## Instructions to follow
Set down each line of the material that follows, exactly, with no pictures.

Records of labeled points

= = = =

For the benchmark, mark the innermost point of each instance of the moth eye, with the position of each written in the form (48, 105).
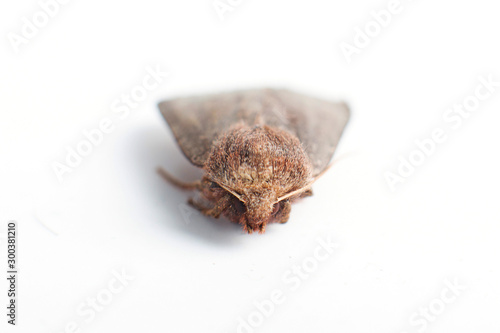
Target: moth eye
(239, 206)
(214, 186)
(276, 208)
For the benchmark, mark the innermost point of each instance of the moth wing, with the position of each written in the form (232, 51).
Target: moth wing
(317, 123)
(196, 122)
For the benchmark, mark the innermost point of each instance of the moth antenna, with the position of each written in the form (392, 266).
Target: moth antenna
(196, 185)
(307, 186)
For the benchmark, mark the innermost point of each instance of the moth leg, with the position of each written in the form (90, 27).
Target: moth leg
(285, 212)
(180, 184)
(219, 207)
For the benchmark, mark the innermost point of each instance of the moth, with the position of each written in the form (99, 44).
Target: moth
(260, 150)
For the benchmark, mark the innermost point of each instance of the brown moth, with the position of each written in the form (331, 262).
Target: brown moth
(260, 150)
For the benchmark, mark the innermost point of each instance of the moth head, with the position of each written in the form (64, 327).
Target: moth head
(259, 166)
(254, 210)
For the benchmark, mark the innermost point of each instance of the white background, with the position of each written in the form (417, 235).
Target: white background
(396, 249)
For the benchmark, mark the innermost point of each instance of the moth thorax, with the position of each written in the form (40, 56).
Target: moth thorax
(259, 158)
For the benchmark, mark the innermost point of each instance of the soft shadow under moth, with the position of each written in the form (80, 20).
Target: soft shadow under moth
(260, 150)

= = = =

## Task answer
For the benchmark, mark the innermost point of each instance of the moth eye, with the position of each written in the form (48, 105).
Target: moth eye
(239, 206)
(214, 186)
(276, 208)
For the benchmark, mark the innermost point of each instance of the moth wing, with the position of each written in the form (232, 51).
Target: moth wing
(317, 123)
(196, 122)
For the benchmark, mark the innermost point of each instance of the moth antenna, with the position of each written in the form (392, 266).
Target: moth antenna
(196, 185)
(307, 186)
For the benchmark, mark the innermost point of each instance of the moth leg, with the position of each written in the form (90, 27).
Target: moth leg
(285, 212)
(180, 184)
(219, 207)
For the benchmark, mark the innermost point of each instance of the moth, with the position of each written in the form (99, 44).
Target: moth
(260, 150)
For the benchmark, mark the innermost point of each instance of the brown moth, with the position of each written in the form (331, 262).
Target: brown moth
(260, 150)
For the benchmark, mark the innermost point of each instance of the moth head, with the position of each written in the form (64, 327).
Target: moth head
(259, 166)
(254, 210)
For the benchmark, mark the innermost point of each instance of the white background, with the position of each written in the form (417, 235).
Target: white background
(396, 249)
For the benchmark, mark the innermost point of each instance of the moth thorax, with the position of each written in the form (40, 56).
Target: moth thorax
(259, 158)
For the benchmark, mark the innermost point of each instance of the soft shadow under moth, with the position of each written in the form (80, 20).
Target: soft shadow under moth
(260, 150)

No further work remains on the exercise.